#### [TASK TO COMPLETE]
Convert the material into a two-column CSV with the headers request and boxes, one row per request, putting its text and its answer each in one quoted field with line breaks replaced by spaces. Start at the line that contains "QA review pass — verify and re-annotate all instances of blue" and end after the line that contains "[[353, 327, 390, 374], [556, 185, 655, 327]]".

#### [EXCERPTED RECORDS]
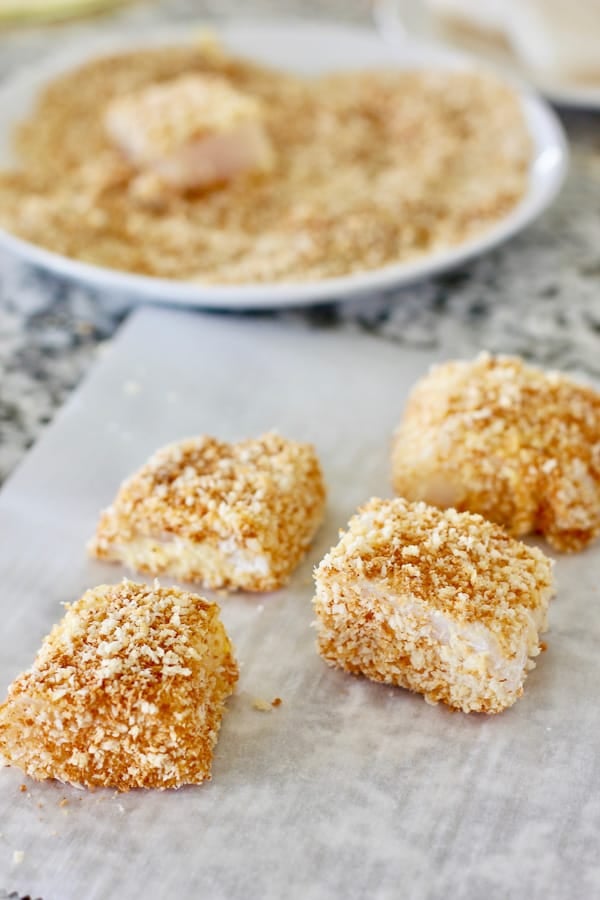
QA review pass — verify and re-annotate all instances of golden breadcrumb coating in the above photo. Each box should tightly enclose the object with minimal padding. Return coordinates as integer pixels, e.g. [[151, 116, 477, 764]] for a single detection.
[[0, 46, 531, 284], [392, 354, 600, 551], [105, 73, 261, 161], [314, 498, 553, 713], [89, 433, 325, 591], [0, 581, 238, 791]]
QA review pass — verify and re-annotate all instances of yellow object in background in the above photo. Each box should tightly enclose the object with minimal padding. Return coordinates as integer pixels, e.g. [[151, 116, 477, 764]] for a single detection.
[[0, 0, 123, 24]]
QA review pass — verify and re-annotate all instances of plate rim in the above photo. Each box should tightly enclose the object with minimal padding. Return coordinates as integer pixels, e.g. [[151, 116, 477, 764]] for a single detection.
[[0, 19, 569, 310]]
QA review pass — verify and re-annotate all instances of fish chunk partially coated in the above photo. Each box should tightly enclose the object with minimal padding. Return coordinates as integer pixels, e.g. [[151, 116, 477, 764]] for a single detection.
[[89, 433, 325, 591]]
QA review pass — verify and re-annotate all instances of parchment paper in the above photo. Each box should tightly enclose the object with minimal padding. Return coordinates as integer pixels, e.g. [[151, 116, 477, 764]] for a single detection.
[[0, 310, 600, 900]]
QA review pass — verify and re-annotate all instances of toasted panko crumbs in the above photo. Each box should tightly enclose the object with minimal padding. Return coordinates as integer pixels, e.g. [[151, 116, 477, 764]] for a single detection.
[[0, 47, 530, 284]]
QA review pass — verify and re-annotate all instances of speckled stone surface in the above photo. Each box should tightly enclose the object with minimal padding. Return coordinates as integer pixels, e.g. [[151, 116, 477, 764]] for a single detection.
[[0, 0, 600, 481]]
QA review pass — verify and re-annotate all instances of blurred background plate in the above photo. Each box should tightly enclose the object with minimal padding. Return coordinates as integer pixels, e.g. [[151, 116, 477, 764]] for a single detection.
[[0, 22, 567, 309]]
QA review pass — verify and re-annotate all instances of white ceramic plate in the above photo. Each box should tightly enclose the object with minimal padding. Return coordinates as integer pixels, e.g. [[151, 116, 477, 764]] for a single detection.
[[0, 22, 567, 309]]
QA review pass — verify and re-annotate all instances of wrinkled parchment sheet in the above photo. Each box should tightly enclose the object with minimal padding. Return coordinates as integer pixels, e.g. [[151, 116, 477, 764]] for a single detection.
[[0, 310, 600, 900]]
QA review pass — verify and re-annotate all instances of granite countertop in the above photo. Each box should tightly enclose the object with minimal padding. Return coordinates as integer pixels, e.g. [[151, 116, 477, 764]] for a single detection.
[[0, 0, 600, 482]]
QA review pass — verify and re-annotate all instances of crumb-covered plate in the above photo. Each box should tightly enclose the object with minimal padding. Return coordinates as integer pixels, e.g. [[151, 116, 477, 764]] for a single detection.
[[0, 23, 567, 308]]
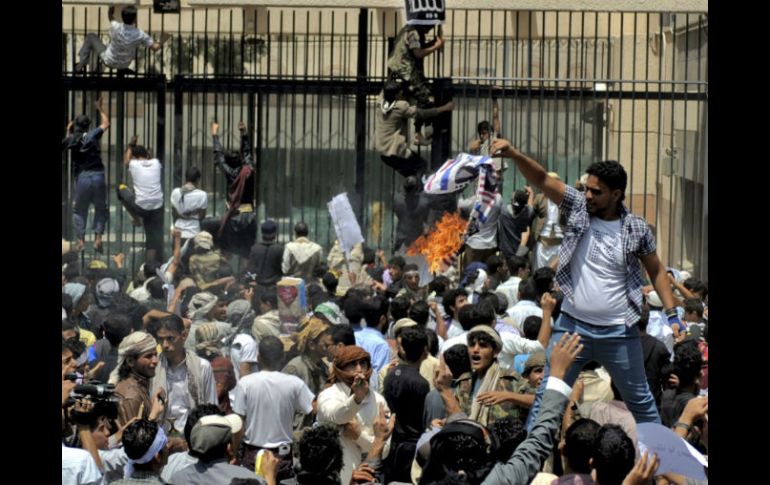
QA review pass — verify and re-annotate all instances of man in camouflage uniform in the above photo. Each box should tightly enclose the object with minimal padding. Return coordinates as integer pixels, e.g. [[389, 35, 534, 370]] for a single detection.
[[388, 25, 444, 144], [455, 325, 542, 426]]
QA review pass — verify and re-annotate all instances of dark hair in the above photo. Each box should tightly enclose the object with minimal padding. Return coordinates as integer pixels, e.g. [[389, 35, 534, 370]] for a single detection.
[[321, 272, 340, 295], [299, 425, 343, 483], [423, 327, 439, 357], [404, 175, 420, 194], [674, 339, 703, 389], [457, 304, 486, 330], [407, 300, 430, 327], [441, 288, 468, 318], [511, 190, 529, 214], [519, 278, 537, 302], [390, 295, 412, 322], [131, 145, 150, 158], [61, 292, 72, 317], [104, 313, 131, 347], [593, 424, 636, 485], [420, 421, 496, 485], [120, 5, 136, 25], [562, 418, 601, 475], [258, 335, 283, 370], [184, 165, 201, 184], [428, 276, 451, 296], [361, 296, 389, 329], [361, 246, 377, 264], [468, 327, 502, 352], [143, 259, 161, 278], [684, 298, 703, 318], [682, 278, 709, 300], [636, 307, 650, 332], [294, 221, 310, 237], [184, 404, 225, 444], [489, 416, 527, 462], [307, 283, 329, 308], [382, 80, 402, 103], [332, 325, 356, 346], [478, 291, 508, 316], [64, 262, 80, 282], [123, 419, 158, 460], [388, 256, 406, 269], [399, 326, 428, 362], [486, 254, 505, 275], [259, 286, 278, 310], [531, 266, 556, 301], [586, 160, 628, 201], [521, 315, 543, 340], [148, 313, 184, 338], [404, 263, 420, 273], [147, 278, 166, 300], [444, 344, 471, 379]]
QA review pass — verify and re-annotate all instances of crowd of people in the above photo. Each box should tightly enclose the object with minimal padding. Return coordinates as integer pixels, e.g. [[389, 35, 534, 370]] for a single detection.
[[62, 9, 708, 485]]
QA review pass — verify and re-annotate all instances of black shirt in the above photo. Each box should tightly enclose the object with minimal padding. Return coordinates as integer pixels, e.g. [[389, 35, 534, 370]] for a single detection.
[[639, 335, 671, 406], [382, 364, 430, 443], [62, 126, 104, 177]]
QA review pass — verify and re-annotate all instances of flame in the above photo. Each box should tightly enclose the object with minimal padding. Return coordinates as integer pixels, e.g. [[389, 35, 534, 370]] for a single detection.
[[406, 212, 468, 274]]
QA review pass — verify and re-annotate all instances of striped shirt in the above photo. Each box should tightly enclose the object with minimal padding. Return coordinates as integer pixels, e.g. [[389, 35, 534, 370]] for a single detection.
[[556, 185, 655, 327]]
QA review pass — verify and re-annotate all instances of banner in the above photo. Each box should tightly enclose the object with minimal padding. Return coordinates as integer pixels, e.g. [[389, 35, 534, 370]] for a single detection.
[[328, 192, 364, 258], [404, 0, 446, 25]]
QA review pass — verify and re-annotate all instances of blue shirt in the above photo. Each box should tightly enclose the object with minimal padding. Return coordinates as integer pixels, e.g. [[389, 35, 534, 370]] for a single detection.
[[353, 327, 390, 374], [556, 185, 655, 327]]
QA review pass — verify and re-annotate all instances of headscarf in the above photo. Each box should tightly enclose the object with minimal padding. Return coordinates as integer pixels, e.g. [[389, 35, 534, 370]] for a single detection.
[[109, 332, 158, 384], [327, 345, 372, 387], [227, 300, 255, 328], [123, 426, 168, 479], [193, 231, 214, 249], [211, 357, 236, 414], [297, 317, 329, 354], [188, 291, 217, 322], [195, 322, 222, 360], [468, 325, 503, 426], [62, 283, 86, 308]]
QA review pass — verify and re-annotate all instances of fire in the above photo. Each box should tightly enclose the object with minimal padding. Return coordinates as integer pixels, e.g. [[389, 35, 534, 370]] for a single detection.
[[406, 212, 468, 274]]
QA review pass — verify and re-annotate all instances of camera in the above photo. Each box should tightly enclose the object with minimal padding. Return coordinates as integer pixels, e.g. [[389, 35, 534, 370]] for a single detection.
[[65, 376, 120, 419]]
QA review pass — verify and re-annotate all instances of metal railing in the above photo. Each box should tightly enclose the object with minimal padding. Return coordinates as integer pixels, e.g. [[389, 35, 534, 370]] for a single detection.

#### [RESULT]
request,boxes
"QA review pass — verify and re-annotate all instances of blue shirt in the above photo. Each box should tightly enclose the object with minimal padding. Return coordinates as integer pixels, e.g. [[389, 35, 534, 370]] for a single detection.","[[353, 327, 390, 374], [556, 185, 655, 327]]"